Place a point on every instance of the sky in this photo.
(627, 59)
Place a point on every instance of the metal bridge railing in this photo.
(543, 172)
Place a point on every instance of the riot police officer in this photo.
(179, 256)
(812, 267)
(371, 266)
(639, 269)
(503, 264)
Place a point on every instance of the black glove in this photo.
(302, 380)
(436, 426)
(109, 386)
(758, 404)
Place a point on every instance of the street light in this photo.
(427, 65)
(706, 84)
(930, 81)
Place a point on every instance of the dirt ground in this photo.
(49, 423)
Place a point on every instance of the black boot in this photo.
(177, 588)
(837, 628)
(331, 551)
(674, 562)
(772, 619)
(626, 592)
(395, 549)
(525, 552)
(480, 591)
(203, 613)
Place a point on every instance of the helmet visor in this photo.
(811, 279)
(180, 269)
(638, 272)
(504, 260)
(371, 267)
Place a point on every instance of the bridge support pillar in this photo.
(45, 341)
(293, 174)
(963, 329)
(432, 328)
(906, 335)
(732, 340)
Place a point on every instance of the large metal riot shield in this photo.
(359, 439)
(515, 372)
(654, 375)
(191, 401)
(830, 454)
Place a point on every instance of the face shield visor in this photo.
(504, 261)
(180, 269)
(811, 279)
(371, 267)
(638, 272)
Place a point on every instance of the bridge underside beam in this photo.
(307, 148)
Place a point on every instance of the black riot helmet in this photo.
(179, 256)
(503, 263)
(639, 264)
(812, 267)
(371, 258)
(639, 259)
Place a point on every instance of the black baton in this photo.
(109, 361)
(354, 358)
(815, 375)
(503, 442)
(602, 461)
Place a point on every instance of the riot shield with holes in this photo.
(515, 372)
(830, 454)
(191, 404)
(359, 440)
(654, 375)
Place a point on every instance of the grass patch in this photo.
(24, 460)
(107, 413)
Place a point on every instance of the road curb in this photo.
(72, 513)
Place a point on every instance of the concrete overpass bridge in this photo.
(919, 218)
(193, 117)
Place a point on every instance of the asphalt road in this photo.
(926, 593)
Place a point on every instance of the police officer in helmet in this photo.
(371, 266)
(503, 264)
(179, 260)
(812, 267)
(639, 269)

◇ ◇ ◇ ◇ ◇ ◇ ◇

• **WORK TO BE COMPLETED**
Please switch "Place a point on" to "Put a dot on" in all of the rows and give them again with nothing else changed.

• **RIGHT ANSWER**
Put a dot on every instance of the sky in this photo.
(627, 59)
Put a dot on every instance of the metal bridge railing in this photo.
(543, 172)
Put a dot on every instance of the riot police officer in this photo.
(179, 256)
(812, 267)
(371, 266)
(639, 269)
(503, 264)
Put a dot on every instance of the black glove in this photo.
(302, 380)
(436, 426)
(109, 386)
(758, 404)
Put a dot on every instance of the street light in this photo.
(427, 65)
(706, 84)
(930, 81)
Put a dot on every instance of the dirt ground in this photo.
(49, 423)
Put a dot on every instance of the black boot in this photo.
(177, 588)
(837, 628)
(331, 551)
(674, 562)
(772, 619)
(626, 592)
(395, 549)
(525, 552)
(480, 591)
(203, 613)
Put a dot on every instance of the helmet visor in this photo.
(811, 279)
(180, 269)
(638, 272)
(504, 260)
(371, 267)
Put a dot on every instance of the bridge support pillar in this photo.
(45, 341)
(293, 174)
(963, 329)
(432, 328)
(906, 335)
(732, 340)
Put a dot on every instance of the large metal riot shield in this photo.
(359, 439)
(515, 372)
(654, 375)
(191, 401)
(830, 454)
Put a dot on every instance of the face shield visor in this photo.
(504, 261)
(180, 269)
(811, 279)
(371, 267)
(638, 272)
Put a dot on every instance of the bridge underside beam in this photo.
(307, 148)
Put a dot on every instance of the black riot helmet in this photo.
(179, 256)
(503, 263)
(639, 264)
(812, 267)
(371, 258)
(639, 259)
Put a dot on every instance of the black baton in this photo.
(109, 361)
(354, 358)
(815, 375)
(503, 442)
(602, 461)
Put a dot on every instance of the riot shield with holes in this photo.
(515, 372)
(830, 454)
(191, 404)
(359, 440)
(654, 375)
Put a dot on every instance of the grass patch in this photo.
(24, 460)
(107, 413)
Put a dot on every instance of the road curb in this photo.
(72, 513)
Put a dot on every instance of the concrete overpass bridge in this photo.
(919, 218)
(193, 117)
Put a dot on every instance of the asphalt road in this photo.
(926, 593)
Put a dot on every instance of the police officer in helmet in this photo.
(371, 266)
(503, 264)
(179, 260)
(812, 267)
(639, 269)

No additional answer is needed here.